(INPUT RECORDS Opens)

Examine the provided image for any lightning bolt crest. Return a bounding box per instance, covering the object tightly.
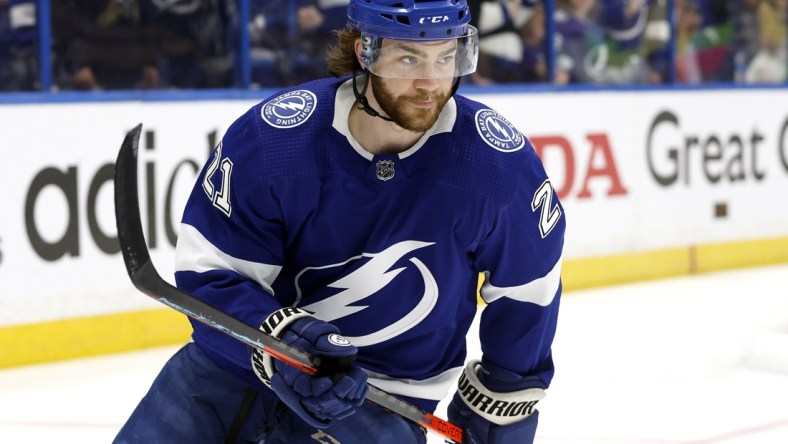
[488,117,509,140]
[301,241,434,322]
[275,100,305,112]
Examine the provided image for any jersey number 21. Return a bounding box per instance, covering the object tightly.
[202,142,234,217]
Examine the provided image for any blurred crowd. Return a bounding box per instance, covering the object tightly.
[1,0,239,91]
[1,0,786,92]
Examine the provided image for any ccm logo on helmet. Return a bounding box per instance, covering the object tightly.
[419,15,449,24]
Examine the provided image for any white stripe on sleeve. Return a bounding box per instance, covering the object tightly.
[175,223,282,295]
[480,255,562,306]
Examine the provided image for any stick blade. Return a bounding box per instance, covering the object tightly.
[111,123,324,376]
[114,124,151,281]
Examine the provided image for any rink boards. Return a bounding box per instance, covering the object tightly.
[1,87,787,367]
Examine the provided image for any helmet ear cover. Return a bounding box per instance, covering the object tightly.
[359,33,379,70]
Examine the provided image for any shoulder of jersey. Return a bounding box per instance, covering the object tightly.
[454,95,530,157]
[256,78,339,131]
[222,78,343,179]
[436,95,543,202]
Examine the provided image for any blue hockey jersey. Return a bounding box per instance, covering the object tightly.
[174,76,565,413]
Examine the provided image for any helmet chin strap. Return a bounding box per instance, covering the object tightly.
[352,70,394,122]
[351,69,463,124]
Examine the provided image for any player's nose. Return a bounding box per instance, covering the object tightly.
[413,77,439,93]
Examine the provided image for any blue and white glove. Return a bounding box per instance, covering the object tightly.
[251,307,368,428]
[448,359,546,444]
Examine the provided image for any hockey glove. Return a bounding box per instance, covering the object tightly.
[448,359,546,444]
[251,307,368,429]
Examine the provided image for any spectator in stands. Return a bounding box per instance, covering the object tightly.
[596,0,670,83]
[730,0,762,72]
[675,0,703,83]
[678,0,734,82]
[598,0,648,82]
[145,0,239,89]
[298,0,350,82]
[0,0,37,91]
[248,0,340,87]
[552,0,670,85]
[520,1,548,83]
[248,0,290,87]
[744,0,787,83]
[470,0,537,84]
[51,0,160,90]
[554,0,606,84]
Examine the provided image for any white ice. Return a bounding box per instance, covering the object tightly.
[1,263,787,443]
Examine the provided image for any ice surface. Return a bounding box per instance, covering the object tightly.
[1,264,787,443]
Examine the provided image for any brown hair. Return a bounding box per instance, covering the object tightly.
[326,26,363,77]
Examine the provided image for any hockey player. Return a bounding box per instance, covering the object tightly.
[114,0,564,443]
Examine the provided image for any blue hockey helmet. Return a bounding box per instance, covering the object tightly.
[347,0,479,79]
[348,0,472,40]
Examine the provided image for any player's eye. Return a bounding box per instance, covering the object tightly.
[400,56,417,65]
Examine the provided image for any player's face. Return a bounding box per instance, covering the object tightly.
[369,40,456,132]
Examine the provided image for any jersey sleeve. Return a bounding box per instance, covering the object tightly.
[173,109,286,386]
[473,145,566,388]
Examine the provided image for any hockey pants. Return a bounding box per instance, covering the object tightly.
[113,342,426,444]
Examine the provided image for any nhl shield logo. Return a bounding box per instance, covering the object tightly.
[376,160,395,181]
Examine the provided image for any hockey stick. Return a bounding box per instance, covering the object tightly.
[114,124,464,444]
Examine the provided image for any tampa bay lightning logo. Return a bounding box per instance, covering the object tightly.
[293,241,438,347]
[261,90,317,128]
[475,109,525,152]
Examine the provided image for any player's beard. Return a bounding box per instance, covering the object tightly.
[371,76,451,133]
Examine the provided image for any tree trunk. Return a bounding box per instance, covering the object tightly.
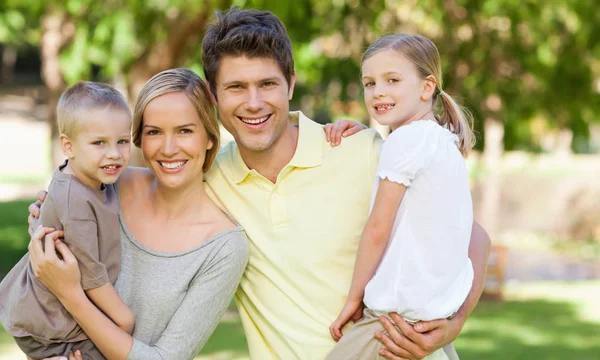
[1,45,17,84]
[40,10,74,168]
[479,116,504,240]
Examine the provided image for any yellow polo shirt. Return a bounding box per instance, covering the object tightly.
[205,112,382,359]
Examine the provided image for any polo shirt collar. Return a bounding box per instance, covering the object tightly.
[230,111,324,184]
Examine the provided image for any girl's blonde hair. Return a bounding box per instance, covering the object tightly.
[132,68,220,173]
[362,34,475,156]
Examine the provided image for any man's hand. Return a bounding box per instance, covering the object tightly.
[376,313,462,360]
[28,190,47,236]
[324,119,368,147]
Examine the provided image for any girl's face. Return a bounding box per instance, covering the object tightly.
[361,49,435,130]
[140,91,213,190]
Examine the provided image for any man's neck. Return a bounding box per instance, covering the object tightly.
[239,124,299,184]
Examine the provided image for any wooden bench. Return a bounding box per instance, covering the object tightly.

(INPUT RECORDS Closes)
(INPUT RECORDS Opens)

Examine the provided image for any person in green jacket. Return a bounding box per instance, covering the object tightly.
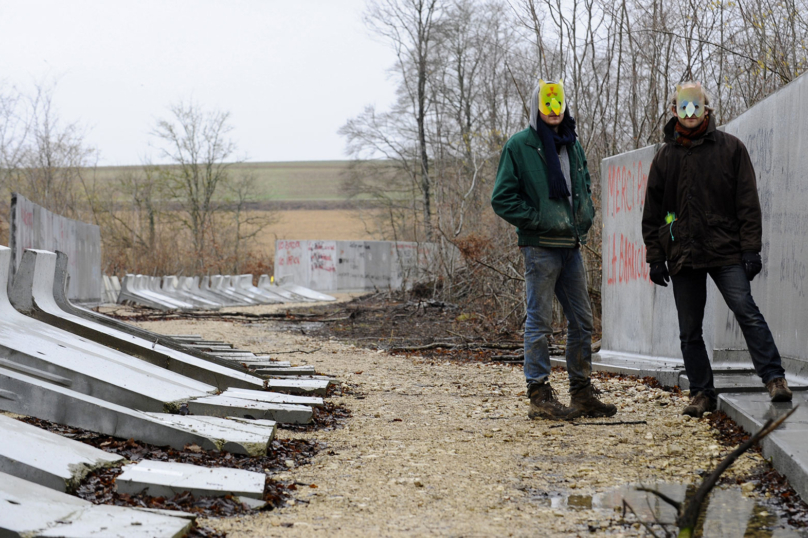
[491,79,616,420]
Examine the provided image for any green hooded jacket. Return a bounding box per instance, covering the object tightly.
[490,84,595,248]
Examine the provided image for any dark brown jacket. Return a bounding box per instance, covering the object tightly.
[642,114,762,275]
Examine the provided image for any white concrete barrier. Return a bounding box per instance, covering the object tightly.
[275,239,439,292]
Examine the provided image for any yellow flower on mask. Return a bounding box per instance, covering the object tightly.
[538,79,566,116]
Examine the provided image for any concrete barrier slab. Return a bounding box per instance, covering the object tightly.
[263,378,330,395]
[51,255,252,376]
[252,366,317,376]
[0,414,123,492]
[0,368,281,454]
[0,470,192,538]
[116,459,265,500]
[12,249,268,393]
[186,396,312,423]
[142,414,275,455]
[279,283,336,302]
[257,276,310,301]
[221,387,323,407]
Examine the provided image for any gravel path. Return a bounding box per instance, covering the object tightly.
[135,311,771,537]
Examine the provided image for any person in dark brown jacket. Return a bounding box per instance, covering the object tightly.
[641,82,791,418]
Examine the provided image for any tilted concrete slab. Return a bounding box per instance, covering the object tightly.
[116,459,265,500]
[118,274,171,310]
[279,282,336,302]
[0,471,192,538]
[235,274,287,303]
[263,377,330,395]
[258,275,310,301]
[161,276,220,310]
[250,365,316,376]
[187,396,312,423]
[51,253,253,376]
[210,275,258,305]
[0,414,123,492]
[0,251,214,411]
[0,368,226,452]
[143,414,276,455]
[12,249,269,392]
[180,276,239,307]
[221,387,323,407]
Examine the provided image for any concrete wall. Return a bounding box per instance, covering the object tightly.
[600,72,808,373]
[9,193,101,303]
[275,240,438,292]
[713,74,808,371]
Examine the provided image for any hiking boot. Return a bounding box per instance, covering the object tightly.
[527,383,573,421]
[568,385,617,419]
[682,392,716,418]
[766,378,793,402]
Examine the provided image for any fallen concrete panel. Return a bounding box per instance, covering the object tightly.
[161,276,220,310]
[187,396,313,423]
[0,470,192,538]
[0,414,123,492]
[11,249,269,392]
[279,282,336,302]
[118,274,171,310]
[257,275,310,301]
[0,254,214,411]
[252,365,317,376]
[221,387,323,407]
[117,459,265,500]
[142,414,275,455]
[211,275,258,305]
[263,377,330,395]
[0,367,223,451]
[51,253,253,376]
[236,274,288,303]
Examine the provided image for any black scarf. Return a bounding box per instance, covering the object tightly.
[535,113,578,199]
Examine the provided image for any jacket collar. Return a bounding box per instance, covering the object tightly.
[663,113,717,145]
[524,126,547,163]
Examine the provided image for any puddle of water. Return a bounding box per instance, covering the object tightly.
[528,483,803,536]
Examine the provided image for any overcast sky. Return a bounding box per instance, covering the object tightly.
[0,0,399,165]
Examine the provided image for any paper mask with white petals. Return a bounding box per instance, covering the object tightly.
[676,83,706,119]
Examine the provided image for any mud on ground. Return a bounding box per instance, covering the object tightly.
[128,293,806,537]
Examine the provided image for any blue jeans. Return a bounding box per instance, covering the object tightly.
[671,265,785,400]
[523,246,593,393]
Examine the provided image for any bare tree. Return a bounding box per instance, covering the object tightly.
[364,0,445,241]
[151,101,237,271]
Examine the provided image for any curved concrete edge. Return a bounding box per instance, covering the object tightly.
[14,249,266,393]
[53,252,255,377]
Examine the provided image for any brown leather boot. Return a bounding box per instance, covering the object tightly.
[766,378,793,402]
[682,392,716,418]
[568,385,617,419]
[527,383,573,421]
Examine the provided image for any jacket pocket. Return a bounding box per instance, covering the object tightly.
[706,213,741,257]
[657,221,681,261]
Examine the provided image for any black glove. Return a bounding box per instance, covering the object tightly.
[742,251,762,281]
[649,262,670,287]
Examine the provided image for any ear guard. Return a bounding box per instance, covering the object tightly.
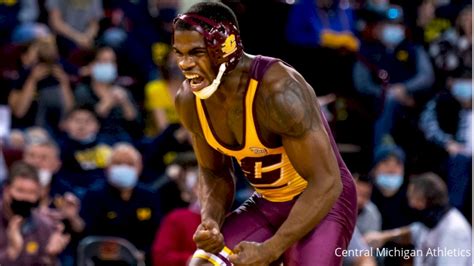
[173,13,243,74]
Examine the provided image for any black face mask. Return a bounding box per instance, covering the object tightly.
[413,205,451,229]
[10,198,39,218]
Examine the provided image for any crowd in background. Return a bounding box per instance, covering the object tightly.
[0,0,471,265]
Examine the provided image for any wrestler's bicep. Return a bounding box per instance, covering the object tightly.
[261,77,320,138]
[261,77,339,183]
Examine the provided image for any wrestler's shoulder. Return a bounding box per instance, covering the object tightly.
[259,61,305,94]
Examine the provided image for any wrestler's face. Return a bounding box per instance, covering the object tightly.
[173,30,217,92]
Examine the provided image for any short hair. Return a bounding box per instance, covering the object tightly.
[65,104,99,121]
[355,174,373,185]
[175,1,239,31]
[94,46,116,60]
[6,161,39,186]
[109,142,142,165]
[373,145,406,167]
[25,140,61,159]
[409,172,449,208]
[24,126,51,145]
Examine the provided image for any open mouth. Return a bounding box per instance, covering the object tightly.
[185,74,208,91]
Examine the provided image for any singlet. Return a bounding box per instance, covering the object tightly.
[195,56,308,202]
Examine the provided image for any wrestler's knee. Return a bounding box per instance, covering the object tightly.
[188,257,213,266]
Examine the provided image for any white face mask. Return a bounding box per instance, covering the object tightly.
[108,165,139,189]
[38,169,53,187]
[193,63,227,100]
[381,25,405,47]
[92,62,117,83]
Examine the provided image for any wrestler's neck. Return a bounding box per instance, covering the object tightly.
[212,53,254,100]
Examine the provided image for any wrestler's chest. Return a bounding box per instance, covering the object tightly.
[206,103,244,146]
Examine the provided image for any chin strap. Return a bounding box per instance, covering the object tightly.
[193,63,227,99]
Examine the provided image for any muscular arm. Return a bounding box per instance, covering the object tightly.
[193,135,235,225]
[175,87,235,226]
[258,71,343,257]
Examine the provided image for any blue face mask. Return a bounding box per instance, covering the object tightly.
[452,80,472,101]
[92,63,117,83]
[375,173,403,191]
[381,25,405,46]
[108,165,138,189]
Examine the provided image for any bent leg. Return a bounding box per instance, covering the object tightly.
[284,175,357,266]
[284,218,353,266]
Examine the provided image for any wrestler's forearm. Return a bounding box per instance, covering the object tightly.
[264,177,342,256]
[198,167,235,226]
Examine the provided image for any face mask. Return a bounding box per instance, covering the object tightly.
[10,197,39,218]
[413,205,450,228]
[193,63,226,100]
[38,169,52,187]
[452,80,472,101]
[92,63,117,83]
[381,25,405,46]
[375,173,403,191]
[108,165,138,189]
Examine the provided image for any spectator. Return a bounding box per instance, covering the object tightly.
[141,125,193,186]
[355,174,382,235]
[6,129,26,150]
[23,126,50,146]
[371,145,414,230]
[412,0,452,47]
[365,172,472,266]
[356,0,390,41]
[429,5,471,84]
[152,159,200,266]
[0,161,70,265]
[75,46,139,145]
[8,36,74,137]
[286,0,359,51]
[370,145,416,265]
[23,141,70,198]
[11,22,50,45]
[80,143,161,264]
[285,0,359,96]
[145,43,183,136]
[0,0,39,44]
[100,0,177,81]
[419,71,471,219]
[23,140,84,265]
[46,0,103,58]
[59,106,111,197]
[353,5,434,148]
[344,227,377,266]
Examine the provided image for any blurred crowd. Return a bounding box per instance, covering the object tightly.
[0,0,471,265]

(INPUT RECORDS Closes)
(INPUT RECORDS Opens)

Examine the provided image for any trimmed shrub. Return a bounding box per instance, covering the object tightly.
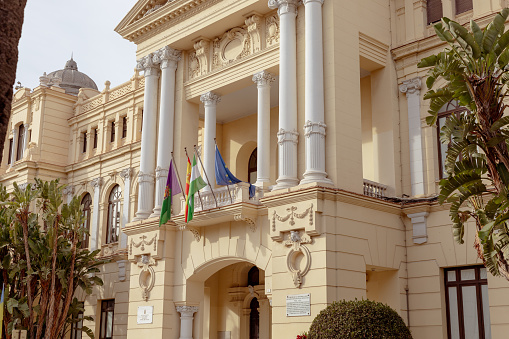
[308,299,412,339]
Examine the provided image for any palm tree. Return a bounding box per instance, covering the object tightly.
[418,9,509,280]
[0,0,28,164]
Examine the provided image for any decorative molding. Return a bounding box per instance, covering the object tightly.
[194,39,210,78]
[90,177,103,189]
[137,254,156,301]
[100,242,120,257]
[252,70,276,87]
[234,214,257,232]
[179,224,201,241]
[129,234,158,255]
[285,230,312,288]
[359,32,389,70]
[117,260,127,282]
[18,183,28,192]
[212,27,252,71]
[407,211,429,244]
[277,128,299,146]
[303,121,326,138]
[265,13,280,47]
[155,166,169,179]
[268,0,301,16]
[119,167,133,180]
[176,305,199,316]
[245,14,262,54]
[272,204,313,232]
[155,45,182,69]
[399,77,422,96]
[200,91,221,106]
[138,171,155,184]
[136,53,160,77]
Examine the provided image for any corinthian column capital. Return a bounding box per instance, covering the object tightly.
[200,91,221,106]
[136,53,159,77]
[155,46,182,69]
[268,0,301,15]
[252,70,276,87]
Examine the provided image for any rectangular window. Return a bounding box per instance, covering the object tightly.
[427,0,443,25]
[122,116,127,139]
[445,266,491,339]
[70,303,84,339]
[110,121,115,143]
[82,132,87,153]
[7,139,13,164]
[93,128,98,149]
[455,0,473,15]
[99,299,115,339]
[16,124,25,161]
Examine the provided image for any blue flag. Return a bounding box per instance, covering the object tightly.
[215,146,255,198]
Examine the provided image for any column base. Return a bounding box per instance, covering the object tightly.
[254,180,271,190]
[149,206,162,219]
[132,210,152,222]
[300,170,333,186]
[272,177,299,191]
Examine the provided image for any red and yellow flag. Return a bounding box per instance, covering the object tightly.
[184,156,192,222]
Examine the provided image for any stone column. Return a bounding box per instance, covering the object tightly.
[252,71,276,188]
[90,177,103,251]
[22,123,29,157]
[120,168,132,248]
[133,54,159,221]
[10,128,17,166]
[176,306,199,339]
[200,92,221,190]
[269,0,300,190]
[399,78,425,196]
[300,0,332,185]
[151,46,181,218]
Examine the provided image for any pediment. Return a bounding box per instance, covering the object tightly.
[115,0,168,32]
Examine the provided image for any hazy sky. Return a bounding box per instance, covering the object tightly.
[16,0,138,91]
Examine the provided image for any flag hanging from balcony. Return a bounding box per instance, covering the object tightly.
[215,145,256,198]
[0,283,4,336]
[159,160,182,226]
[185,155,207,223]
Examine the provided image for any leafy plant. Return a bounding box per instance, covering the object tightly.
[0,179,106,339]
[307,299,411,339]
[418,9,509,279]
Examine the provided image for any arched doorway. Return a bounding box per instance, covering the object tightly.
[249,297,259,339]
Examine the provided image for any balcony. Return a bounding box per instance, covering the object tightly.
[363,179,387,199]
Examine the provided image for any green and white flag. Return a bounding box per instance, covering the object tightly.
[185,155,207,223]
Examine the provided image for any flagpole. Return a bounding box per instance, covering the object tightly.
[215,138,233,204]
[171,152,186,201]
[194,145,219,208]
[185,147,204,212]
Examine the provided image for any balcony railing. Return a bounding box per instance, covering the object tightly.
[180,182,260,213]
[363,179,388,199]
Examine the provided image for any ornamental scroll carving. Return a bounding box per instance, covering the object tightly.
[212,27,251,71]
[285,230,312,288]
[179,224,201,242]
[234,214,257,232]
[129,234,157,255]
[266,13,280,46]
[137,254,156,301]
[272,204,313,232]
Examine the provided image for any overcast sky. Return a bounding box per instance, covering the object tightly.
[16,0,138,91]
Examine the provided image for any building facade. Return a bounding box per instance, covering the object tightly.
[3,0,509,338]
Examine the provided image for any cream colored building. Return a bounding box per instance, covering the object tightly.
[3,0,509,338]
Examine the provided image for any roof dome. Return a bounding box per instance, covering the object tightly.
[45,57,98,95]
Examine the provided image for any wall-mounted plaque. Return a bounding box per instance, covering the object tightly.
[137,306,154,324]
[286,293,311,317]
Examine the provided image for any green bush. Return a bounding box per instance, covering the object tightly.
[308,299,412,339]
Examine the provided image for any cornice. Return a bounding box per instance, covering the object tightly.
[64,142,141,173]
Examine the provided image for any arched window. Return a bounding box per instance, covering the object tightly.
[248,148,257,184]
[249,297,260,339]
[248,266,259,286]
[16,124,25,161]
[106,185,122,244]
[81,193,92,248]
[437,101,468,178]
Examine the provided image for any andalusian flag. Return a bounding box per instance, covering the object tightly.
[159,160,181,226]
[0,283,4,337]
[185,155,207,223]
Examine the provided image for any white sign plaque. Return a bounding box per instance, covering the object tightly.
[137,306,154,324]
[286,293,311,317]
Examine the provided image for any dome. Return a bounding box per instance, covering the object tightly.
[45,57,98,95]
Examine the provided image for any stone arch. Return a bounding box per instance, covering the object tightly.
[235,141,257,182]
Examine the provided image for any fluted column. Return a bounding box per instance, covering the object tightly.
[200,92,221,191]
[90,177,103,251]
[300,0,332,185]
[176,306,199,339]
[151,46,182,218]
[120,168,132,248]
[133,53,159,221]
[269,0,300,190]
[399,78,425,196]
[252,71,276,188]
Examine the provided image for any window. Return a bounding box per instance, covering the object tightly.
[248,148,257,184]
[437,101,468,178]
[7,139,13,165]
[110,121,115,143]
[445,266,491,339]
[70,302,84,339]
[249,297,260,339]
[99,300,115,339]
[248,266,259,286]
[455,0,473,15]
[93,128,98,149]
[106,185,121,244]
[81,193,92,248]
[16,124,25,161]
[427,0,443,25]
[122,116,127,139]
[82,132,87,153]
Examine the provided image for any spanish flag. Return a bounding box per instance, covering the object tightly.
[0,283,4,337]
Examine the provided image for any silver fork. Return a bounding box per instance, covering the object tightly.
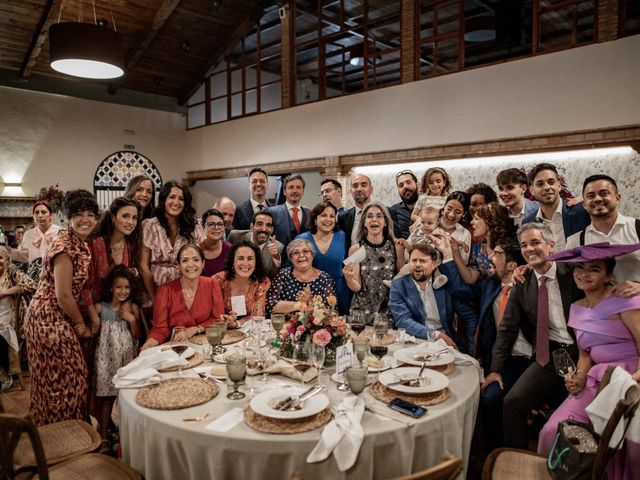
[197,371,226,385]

(INPUT RECORDS Closes)

> [WHAT TO WORK ON]: When you reach the line with "Examine the provided image for any girl's blonde" in the records above, start writing out lines exactly, and stop once the line with "Examine the provided image for any wooden" has been written; include nothing else.

> [RESPONSE TO THIS TASK]:
Examine the provided image for any girl's blonde hair. Return a bounding box per instance, covering the object tightly.
[132,68,220,173]
[362,34,475,156]
Examine the provided image for any man's hand. Return a bounding box per instance, covering the object tightly.
[376,313,462,360]
[28,190,47,236]
[324,119,368,147]
Examine the provided image for any girl's face. Return a bounding box per instance, covering the object tightly.
[361,49,435,130]
[140,91,213,190]
Examine the provided image for any man's neck. Return a bounding box per instance, covering the object tightly.
[239,124,299,184]
Examine the provided image for any wooden bench. Return a bounding box per instance, covering the object tightly.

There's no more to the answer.